* [Text segment]
________________
Referring now to the drawings and particularly to FIG. 1, there is shown a pinball machine playing compartment generally designated 12 which includes an inclined generally planar playing surface 14 having at the lower end thereof a ball return area 16 which is generally centrally disposed with respect to the edges thereof. In proximity to the ball return area 16, the pinball machine 12 is provided with a pair of "flippers" 18 and 20 which are generally operator controlled and solenoid actuated so that the pivoting thereof against a rolling ball 22 will redirect the ball 22 upwardly along the playing surface 14.
Adjacent the lower righthand edge of the playing surface 14 is a shooter mechanism 24 which is operator controlled to direct a ball 22 up a guideway 26 to the upper part of the playing surface 14 where the ball 22 operates down the incline under the force of gravity to pass through certain passageways 28 over switch means, or to be intercepted by various obstacles such as post-type ball bumpers 30 or to impact with slingshot-type ball bumpers 32 or 34.
The two slingshot bumpers 34 have the edges thereof angularly disposed in a downwardly converging manner to direct the ball toward the flipper members 18 and 20. Should the ball impact the edges in a non-parallel fashion, as will hereinafter be discussed, the slingshot bumpers 34 have resilient suspended bumper members which yield under the force of the impact.
Referring to FIGS. 2 and 3, a typical prior art slingshot mechanism with the decorative cover plate removed is illustrated, the mechanism typically including two or more post members 36 secured to a playing surface 38, each of the post members 36 having a peripheral groove formed therein for receiving and retaining a stretched elastic ring or band 40. In the embodiment illustrated in FIG. 2, the slingshot assembly has three post members defining a triangular configuration for elastic band 40, the band 40 being spaced generally parallel to the plane of the playing surface 38 at a height adapted to contact the approximate mid-point of a rolling metal ball 22 as illustrated in FIG. 3. Formed in the playing surface 38 within the triangle of elastic band 40 is an aperture 42 in spaced relation to the band 40, the aperture 42 having extending therethrough the movable leaf 44 of a leaf spring contact switch generally designated 46. As illustrated in FIG. 3, as the ball 22 impacts against the resilient elastic band 40, the movable contact member 44 is urged in the direction of the arrow to close the switch 46 to thereby actuate other electrical circuitry such as a solenoid or scoring means. As previously discussed, typically with a slingshot mechanism of the type shown in FIG. 2, the aperture 42 would normally contain a solenoid kicker arm with apertures formed in the playing surface 38 on either side thereof with each of the apertures containing the movable contact 44 of a similar type switch to switch 46, thereby requiring two leaf switches to actuate the kicker arm thereby increasing the number of components required for the machine, while simultaneously increasing the cost and complexity of the machine. The requirement for two leaf switches 46 when used in a slingshot mechanism in conjunction with a kicker arm is dictated by the fact that if the ball 22 contacts the band 40 near one of the post members 36, the inward deflection of the band 40 adjacent the other post 36 will not be as great as the deflection in proximity to the point of impact. Accordingly, if only one leaf switch were employed on one side of a kicker arm, should the ball 22 impact the band 40 on the other side of the kicker arm there is a likelihood that the switch 46 will not close. Thus, the need for two leaf switches 46.
________________
* [Your objective] Condense the paragraph in the pinball machine text above that begins "The two slingshot bumpers 34" into a shorter version that keeps its main facts.
________________
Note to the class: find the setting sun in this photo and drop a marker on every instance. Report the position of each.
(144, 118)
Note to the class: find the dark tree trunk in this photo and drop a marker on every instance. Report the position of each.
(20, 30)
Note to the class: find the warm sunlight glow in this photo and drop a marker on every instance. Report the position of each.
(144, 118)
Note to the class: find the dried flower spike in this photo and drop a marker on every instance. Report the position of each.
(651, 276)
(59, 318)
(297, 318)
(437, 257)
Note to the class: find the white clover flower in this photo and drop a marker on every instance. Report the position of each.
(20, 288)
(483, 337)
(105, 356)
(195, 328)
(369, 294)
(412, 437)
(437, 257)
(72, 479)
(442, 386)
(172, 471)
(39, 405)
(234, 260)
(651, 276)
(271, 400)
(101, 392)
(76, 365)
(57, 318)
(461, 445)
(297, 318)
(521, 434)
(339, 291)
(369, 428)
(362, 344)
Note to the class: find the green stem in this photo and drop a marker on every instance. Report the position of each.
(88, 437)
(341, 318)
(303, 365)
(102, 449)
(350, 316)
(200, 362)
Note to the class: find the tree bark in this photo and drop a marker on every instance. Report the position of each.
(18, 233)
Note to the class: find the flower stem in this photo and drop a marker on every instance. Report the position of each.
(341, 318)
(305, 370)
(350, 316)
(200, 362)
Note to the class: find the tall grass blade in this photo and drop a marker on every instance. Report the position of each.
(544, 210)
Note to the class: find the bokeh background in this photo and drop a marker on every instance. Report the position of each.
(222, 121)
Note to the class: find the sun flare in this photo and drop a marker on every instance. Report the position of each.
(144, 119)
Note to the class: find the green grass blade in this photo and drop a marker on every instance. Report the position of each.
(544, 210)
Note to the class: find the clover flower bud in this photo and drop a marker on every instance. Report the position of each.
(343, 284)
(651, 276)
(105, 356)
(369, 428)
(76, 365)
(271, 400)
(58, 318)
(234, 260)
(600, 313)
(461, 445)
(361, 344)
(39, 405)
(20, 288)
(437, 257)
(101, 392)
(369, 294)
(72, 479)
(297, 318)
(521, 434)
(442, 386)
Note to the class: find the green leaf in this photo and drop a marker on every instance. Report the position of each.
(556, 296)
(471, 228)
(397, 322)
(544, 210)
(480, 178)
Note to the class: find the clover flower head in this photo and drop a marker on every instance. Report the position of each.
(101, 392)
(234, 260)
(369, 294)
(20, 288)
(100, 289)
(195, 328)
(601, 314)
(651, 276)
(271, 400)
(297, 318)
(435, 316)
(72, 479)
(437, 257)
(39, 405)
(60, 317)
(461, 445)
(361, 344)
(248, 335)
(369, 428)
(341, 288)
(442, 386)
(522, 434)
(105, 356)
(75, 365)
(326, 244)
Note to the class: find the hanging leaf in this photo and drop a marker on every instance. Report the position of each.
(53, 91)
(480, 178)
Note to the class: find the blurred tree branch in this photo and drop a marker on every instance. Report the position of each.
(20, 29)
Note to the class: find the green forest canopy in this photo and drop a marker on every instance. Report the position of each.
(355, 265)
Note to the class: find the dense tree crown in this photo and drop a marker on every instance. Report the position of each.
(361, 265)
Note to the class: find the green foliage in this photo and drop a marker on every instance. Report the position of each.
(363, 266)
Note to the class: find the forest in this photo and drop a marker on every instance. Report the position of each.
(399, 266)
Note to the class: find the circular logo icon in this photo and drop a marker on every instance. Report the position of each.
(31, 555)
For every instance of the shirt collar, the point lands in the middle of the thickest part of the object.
________________
* [Reply] The edges of the two slingshot bumpers 34 angle downward and converge, steering the ball toward flippers 18 and 20. When the ball strikes these edges in a non-parallel way, resilient suspended bumper members give way under the impact.